--- ENTRIES ---
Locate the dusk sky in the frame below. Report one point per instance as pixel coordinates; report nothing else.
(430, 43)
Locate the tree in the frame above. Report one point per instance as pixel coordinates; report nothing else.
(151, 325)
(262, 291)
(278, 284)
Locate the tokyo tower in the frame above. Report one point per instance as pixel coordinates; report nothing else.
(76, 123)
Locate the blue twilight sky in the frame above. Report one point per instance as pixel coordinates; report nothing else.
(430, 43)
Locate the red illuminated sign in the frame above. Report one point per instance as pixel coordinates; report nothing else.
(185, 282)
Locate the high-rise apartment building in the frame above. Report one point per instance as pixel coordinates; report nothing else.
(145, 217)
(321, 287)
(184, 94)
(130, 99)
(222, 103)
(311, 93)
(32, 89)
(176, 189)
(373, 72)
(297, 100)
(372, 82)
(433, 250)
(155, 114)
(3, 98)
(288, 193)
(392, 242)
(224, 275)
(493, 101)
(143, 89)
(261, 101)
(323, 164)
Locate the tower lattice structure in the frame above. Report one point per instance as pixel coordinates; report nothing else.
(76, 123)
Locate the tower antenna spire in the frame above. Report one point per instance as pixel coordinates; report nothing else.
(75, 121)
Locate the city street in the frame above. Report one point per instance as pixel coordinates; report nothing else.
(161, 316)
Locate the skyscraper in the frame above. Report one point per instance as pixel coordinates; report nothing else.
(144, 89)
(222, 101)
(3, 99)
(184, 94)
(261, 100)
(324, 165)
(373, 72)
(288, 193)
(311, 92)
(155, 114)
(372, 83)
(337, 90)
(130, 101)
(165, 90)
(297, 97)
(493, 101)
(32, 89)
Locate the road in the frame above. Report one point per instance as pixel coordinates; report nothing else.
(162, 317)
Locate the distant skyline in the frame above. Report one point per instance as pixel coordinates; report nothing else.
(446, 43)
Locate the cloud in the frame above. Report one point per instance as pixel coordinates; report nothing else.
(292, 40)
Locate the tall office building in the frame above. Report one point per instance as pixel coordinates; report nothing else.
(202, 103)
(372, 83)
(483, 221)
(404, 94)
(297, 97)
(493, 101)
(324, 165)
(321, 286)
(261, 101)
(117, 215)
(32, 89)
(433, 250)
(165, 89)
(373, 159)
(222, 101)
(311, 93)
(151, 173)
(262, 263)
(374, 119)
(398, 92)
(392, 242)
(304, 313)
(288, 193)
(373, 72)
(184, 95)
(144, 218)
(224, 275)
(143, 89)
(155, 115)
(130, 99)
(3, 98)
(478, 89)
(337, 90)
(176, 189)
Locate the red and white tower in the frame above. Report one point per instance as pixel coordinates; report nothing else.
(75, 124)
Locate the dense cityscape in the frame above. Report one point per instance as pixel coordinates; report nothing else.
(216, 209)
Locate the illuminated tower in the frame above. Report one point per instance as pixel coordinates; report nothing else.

--- SET EXERCISE ---
Rewrite all of the data above as a numbered list, one line per item, with blank lines left out.

--- THE REPLY ---
1. Locate the dusk sky in the frame below. Report one point per instance as pixel coordinates; report nothing else.
2. (430, 43)
3. Locate the tree in the frame above. Report one point per instance as pixel coordinates; report nothing else.
4. (151, 325)
5. (262, 291)
6. (278, 284)
7. Locate the tokyo tower in the frame above. Report one point per instance as pixel coordinates; report nothing else.
8. (76, 123)
9. Locate the blue twilight sky in the frame above. Report one point per instance as pixel coordinates; report nothing else.
10. (430, 43)
11. Locate the red illuminated sign in the frame above. Report one point per instance as pixel coordinates; report nothing else.
12. (185, 282)
13. Locate the high-rise apartment building in the frame above. Report one point per instance as pixel coordinates; report nothing else.
14. (145, 217)
15. (321, 287)
16. (184, 94)
17. (130, 99)
18. (222, 103)
19. (311, 93)
20. (32, 89)
21. (176, 189)
22. (373, 72)
23. (297, 100)
24. (372, 82)
25. (433, 250)
26. (155, 114)
27. (3, 98)
28. (288, 193)
29. (392, 242)
30. (224, 275)
31. (493, 101)
32. (143, 89)
33. (261, 101)
34. (323, 164)
35. Locate the tower lattice structure in the frame above. Report one point per instance as pixel coordinates; report nothing else.
36. (76, 123)
37. Locate the tower antenna spire in the frame above. Report one point per instance as pixel coordinates; report nothing else.
38. (75, 121)
39. Locate the city street in the frame above. Report one point per instance as pixel coordinates; report nothing else.
40. (161, 316)
41. Locate the skyscraper in the frame above. Report one point per instance as pixel coordinates; report nothing else.
42. (144, 89)
43. (222, 101)
44. (3, 99)
45. (184, 94)
46. (261, 100)
47. (324, 165)
48. (373, 72)
49. (288, 193)
50. (311, 92)
51. (155, 114)
52. (372, 83)
53. (337, 90)
54. (130, 101)
55. (165, 90)
56. (297, 97)
57. (493, 101)
58. (32, 89)
59. Locate the road in the frame above. Report one point per instance as pixel coordinates; report nothing else.
60. (162, 317)
61. Locate the distant skyline in the frame above. Report one point per instance as pixel coordinates; report nothing else.
62. (446, 43)
63. Locate the cloud in the frame above. Report one point per instance as pixel coordinates; report nothing else.
64. (292, 40)
65. Locate the tall office building in the frame above. Report one point per instance as pixel coordinates; report nothing else.
66. (202, 103)
67. (372, 83)
68. (483, 221)
69. (404, 94)
70. (297, 97)
71. (493, 101)
72. (324, 165)
73. (321, 286)
74. (261, 101)
75. (117, 215)
76. (32, 89)
77. (433, 250)
78. (165, 89)
79. (373, 159)
80. (222, 101)
81. (311, 93)
82. (151, 173)
83. (262, 263)
84. (374, 119)
85. (398, 92)
86. (392, 242)
87. (304, 313)
88. (288, 193)
89. (373, 72)
90. (184, 95)
91. (144, 218)
92. (224, 275)
93. (143, 89)
94. (155, 115)
95. (130, 99)
96. (3, 98)
97. (478, 89)
98. (337, 90)
99. (176, 189)
100. Locate the red and white tower in the frame above. Report one point per instance as pixel coordinates; report nothing else.
101. (75, 124)
102. Locate the dense cityscape in the frame above. Report one point per instance as pixel coordinates; report nothing else.
103. (216, 209)
104. Locate the illuminated tower in the frame above. Report one point per instance as pixel coordinates; report nothing else.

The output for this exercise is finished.